REQUIREMENT: Transcribe the data underneath exactly, keeping every word in place.

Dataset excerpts
Segment Open

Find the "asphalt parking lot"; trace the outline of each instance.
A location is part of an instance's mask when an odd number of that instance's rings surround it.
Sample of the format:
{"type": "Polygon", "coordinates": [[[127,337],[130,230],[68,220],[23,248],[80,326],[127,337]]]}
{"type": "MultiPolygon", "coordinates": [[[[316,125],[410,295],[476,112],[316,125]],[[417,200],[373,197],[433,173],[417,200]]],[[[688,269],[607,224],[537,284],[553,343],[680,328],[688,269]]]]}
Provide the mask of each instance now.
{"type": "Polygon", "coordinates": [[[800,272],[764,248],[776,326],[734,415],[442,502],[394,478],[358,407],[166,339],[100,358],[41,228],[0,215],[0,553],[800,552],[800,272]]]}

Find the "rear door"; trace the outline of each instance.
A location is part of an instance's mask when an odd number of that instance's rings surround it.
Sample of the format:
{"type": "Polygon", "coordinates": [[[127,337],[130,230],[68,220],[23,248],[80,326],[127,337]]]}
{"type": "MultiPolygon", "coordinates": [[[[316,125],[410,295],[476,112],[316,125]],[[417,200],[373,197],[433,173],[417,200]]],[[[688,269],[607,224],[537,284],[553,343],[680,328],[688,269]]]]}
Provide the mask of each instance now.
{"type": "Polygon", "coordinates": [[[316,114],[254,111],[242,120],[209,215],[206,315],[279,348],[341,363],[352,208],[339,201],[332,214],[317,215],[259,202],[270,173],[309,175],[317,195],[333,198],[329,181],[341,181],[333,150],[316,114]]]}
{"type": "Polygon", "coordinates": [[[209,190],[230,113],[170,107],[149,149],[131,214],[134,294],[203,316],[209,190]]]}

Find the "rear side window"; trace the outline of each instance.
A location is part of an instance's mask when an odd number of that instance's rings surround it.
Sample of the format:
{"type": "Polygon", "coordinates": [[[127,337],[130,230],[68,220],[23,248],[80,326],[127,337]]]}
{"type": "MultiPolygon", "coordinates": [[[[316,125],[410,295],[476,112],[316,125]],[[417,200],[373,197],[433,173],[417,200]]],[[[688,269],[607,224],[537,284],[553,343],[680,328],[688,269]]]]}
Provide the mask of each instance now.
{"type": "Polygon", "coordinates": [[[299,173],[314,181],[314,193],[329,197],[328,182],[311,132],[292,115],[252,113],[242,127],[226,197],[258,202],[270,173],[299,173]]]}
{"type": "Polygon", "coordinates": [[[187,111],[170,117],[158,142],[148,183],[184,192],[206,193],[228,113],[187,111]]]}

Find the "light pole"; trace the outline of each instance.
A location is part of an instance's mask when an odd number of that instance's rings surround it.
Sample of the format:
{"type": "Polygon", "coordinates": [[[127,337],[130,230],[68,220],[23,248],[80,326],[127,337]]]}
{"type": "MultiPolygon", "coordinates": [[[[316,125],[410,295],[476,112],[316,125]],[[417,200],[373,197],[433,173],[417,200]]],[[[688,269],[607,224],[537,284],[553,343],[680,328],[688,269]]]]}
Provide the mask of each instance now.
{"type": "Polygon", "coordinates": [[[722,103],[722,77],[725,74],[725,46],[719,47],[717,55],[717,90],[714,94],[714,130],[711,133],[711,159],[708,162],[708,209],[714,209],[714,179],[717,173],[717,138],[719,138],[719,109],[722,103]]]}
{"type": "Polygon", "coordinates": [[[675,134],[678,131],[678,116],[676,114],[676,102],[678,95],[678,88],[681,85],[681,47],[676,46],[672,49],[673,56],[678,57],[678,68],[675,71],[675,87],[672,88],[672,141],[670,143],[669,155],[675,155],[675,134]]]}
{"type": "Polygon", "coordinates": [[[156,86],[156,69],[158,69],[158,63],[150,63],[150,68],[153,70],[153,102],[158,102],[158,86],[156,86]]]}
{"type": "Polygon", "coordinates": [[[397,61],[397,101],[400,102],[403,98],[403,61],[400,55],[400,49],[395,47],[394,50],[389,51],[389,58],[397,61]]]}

Segment Closed

EXERCISE ANSWER:
Find the "asphalt parking lot"; trace the outline of each instance.
A location is part of an instance's mask when an odd number of that instance's rings surround it.
Sample of the format:
{"type": "Polygon", "coordinates": [[[127,337],[130,230],[68,220],[23,248],[80,326],[127,337]]]}
{"type": "MultiPolygon", "coordinates": [[[[316,125],[410,295],[476,112],[316,125]],[[417,200],[373,197],[433,173],[417,200]]],[[[688,269],[607,224],[537,284],[553,343],[680,328],[688,269]]]]}
Provide the mask of each instance now.
{"type": "Polygon", "coordinates": [[[800,272],[764,248],[776,326],[734,415],[442,502],[394,478],[358,407],[166,339],[100,358],[41,228],[0,215],[0,553],[800,552],[800,272]]]}

Find the "rear door"; trace the outline of each instance.
A location is part of an instance's mask when an odd number of that instance's rings surround it.
Sample of the format:
{"type": "Polygon", "coordinates": [[[127,337],[130,230],[68,220],[23,248],[80,326],[127,337]]]}
{"type": "MultiPolygon", "coordinates": [[[[316,125],[410,295],[476,112],[316,125]],[[417,200],[373,197],[433,173],[417,200]]],[[[688,269],[607,224],[537,284],[553,343],[680,328],[688,269]]]]}
Provide the mask of each instance now.
{"type": "Polygon", "coordinates": [[[316,114],[254,111],[242,120],[209,215],[206,315],[279,348],[341,363],[352,208],[339,201],[332,214],[317,215],[259,202],[270,173],[309,175],[317,195],[333,198],[329,181],[341,181],[333,150],[316,114]]]}
{"type": "Polygon", "coordinates": [[[209,190],[230,113],[170,107],[149,149],[131,214],[134,294],[203,316],[209,190]]]}

Find the "rear side window"; trace the outline of each instance.
A location is part of an instance's mask when an odd number of that instance's rings surround it.
Sample of the format:
{"type": "Polygon", "coordinates": [[[127,337],[130,230],[68,220],[23,248],[80,326],[127,337]]]}
{"type": "MultiPolygon", "coordinates": [[[[316,125],[410,295],[476,112],[316,125]],[[417,200],[373,197],[433,173],[417,200]]],[[[688,269],[607,224],[537,284],[553,343],[680,328],[688,269]]]]}
Provide the mask of each instance now.
{"type": "Polygon", "coordinates": [[[299,173],[314,181],[314,193],[329,197],[328,182],[311,132],[292,115],[252,113],[242,127],[226,197],[258,202],[270,173],[299,173]]]}
{"type": "Polygon", "coordinates": [[[187,111],[170,117],[158,142],[148,183],[184,192],[206,193],[228,113],[187,111]]]}

Find the "light pole"; trace the outline of each instance.
A location is part of an instance's mask when an odd number of that instance's rings surround it.
Sample of the format:
{"type": "Polygon", "coordinates": [[[127,337],[130,230],[68,220],[23,248],[80,326],[127,337]]]}
{"type": "MultiPolygon", "coordinates": [[[[316,125],[410,295],[476,112],[316,125]],[[417,200],[373,197],[433,173],[417,200]]],[[[688,269],[607,224],[537,284],[553,343],[680,328],[688,269]]]]}
Provide the mask of each instance now.
{"type": "Polygon", "coordinates": [[[722,103],[722,77],[725,74],[725,46],[719,47],[717,55],[717,90],[714,94],[714,130],[711,133],[711,159],[708,162],[708,209],[714,209],[714,179],[717,173],[717,138],[719,138],[719,109],[722,103]]]}
{"type": "Polygon", "coordinates": [[[675,134],[678,131],[678,116],[676,114],[676,102],[678,95],[678,88],[681,85],[681,47],[676,46],[672,49],[673,56],[678,57],[678,68],[675,71],[675,87],[672,88],[672,141],[670,143],[669,155],[675,155],[675,134]]]}
{"type": "Polygon", "coordinates": [[[156,86],[156,69],[158,69],[158,63],[150,63],[150,68],[153,70],[153,102],[158,102],[158,86],[156,86]]]}
{"type": "Polygon", "coordinates": [[[397,61],[397,101],[400,102],[403,98],[403,61],[400,55],[400,49],[395,47],[394,50],[389,51],[389,58],[397,61]]]}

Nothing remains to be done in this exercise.